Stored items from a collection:
☆ ☆ ☆ ☆ ☆

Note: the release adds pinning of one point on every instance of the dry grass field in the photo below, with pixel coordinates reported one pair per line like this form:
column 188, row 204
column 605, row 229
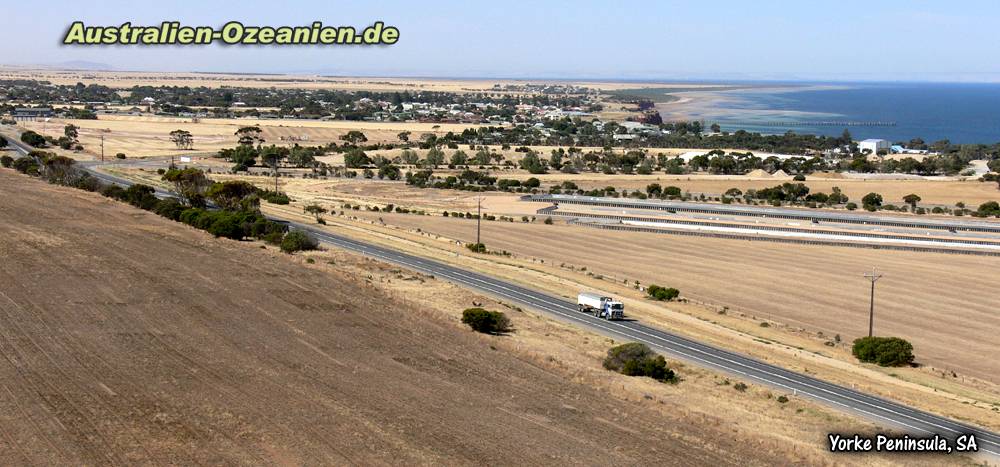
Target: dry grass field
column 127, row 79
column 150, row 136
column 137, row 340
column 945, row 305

☆ ☆ ☆ ☆ ☆

**WORK REQUEST**
Only the lines from the one with "column 188, row 204" through the final line of the entries above are to be repeated, exactly as written and without pictures.

**REPLY**
column 188, row 204
column 605, row 229
Target: dry grass field
column 127, row 79
column 150, row 136
column 137, row 340
column 945, row 305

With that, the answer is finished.